Даниэль Пеннак - Школьные страдания
И это работает, скажу я, добавив, что вы довели того паренька до аттестата зрелости.
2Достаточно одного учителя — одного-единственного! — чтобы спасти нас от себя самих и заставить позабыть всех прочих горе-сеятелей разумного, доброго, вечного.
По крайней мере, такое воспоминание сохранилось у меня о мсье Бале.
Он вел у нас математику в первом классе. С точки зрения жестикуляции — полная противоположность Китингу; трудно представить себе учителя менее кинематографичного: какой-то, я бы сказал, весь округлый, высокий голос и ничего, что притягивало бы взгляд. Он встречал нас сидя за своим столом, любезно здоровался, и с первых слов мы попадали в математику. Из чего состоял этот настолько захватывавший нас урок? Из самого предмета, который преподавал нам мсье Баль и который, казалось, жил в нем самом, что делало его существом удивительно живым, спокойным и добрым. Странная доброта, порожденная самим знанием, естественное желание поделиться с нами предметом, который восхищал его ум и, по его разумению, просто не мог быть нам неприятен или чужд. Баль был по уши в своей науке и в своих учениках. Ощущалось в нем что-то поразительно невинное, будто его похитили из математических яслей. Он и помыслить не мог, что на его уроке поднимут бузу, как и нам не приходило в голову издеваться над ним: уж слишком убедительно было то счастье, которое он находил в собственной работе.

_Постановка задачи 1_
Перечислите все строки ниже, в которых встречается слово «gray», с учетом регистра.

_Исходные данные_

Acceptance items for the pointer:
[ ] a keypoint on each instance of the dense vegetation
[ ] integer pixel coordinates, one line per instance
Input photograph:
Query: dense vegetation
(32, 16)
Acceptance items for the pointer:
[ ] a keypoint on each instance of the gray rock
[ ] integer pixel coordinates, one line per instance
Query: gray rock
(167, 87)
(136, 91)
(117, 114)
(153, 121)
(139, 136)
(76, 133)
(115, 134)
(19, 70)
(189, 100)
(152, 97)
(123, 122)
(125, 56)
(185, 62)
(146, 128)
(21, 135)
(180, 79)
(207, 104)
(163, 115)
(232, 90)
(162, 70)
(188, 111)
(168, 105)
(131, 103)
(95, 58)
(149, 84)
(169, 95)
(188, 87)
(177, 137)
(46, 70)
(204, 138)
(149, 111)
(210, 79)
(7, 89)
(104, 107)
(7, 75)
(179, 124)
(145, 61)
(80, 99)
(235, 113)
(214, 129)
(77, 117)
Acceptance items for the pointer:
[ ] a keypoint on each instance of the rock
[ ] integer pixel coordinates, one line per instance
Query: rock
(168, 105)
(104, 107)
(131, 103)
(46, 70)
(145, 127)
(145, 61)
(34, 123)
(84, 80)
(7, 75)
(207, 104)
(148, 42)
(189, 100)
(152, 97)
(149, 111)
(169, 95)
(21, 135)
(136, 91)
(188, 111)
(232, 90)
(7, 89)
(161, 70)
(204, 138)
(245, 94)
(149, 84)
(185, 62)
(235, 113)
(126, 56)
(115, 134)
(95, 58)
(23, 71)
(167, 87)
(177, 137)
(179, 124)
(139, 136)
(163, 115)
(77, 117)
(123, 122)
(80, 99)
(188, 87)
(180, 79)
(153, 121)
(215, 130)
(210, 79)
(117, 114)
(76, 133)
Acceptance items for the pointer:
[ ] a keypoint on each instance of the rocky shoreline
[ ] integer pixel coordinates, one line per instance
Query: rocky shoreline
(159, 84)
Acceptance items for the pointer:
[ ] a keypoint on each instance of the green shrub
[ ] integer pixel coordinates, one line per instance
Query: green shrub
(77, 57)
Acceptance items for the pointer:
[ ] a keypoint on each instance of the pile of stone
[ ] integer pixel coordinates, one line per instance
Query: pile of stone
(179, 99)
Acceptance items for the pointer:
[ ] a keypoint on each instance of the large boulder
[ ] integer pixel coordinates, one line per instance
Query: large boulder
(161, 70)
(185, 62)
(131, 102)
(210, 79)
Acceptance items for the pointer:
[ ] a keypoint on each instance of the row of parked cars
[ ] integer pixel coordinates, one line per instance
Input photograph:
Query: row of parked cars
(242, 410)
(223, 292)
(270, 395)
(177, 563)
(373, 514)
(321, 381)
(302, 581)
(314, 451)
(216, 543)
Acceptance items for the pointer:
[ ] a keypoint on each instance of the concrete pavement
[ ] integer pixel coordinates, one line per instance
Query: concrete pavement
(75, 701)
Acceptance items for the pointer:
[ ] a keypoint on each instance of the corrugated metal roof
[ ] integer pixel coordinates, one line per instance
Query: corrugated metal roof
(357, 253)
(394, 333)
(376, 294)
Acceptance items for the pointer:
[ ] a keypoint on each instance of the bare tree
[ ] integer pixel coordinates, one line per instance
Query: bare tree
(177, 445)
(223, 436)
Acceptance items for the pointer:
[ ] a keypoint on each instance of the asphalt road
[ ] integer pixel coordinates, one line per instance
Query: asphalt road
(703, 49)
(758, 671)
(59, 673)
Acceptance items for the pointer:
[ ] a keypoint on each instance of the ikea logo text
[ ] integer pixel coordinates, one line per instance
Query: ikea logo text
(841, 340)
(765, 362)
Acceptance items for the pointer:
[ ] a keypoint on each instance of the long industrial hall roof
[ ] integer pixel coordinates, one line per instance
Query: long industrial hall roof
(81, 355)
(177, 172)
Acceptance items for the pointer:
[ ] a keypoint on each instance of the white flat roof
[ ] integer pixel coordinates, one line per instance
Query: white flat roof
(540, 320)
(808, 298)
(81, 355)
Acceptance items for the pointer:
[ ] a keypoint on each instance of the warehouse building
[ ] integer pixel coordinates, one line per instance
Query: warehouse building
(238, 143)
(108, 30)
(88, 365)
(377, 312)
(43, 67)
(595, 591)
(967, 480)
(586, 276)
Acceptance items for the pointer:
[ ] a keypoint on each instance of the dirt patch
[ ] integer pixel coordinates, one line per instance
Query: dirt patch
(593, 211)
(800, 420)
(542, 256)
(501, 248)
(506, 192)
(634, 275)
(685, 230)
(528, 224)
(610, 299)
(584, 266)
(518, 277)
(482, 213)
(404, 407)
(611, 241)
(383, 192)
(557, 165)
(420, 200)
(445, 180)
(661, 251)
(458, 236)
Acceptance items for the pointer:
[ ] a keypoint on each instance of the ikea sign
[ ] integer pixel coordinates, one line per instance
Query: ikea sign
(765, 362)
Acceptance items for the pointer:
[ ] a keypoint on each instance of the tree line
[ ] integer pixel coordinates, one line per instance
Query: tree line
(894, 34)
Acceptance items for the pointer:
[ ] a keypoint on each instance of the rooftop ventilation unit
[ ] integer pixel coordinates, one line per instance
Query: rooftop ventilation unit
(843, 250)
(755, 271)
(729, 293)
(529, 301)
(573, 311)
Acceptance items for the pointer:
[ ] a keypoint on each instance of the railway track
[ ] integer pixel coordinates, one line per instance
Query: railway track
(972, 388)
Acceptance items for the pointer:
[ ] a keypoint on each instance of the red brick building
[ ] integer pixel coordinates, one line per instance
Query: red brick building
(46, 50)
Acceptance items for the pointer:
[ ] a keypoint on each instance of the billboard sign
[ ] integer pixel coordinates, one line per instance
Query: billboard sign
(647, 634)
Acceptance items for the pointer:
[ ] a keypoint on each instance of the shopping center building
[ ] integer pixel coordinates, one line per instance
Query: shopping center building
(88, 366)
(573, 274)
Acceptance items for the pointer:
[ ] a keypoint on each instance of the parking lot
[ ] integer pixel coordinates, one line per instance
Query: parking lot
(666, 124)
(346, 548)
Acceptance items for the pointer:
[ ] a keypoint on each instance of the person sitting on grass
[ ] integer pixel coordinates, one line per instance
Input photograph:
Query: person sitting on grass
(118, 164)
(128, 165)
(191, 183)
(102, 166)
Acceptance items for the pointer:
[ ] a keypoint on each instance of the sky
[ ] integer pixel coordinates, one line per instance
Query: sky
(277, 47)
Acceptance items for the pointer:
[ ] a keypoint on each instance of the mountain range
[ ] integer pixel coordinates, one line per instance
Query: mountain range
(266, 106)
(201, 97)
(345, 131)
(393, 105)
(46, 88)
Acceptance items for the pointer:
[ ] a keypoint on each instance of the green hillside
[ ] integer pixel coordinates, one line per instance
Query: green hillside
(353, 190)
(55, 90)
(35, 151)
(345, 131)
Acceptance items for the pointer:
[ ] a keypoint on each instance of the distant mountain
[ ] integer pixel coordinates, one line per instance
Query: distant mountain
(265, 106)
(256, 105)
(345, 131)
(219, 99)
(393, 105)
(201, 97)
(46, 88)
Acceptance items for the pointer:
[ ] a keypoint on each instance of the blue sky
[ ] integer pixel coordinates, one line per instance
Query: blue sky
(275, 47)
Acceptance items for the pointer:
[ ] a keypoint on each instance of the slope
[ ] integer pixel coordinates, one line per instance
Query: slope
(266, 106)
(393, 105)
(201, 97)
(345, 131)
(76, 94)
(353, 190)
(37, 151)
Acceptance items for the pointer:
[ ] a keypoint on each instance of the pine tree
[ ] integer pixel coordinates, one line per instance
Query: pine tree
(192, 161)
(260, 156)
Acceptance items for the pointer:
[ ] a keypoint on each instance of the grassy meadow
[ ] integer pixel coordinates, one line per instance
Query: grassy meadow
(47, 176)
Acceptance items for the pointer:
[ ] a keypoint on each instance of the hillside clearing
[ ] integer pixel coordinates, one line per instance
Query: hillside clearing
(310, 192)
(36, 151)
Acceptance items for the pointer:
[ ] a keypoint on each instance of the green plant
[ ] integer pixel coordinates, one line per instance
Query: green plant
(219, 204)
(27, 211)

_Постановка задачи 2_
Какой предмет и в каком классе вел мсье Баль, согласно цитируемому фрагменту?

_Результат 1_
[ ] a keypoint on each instance of the gray rock
Query: gray rock

_Результат 2_
Математику в первом классе.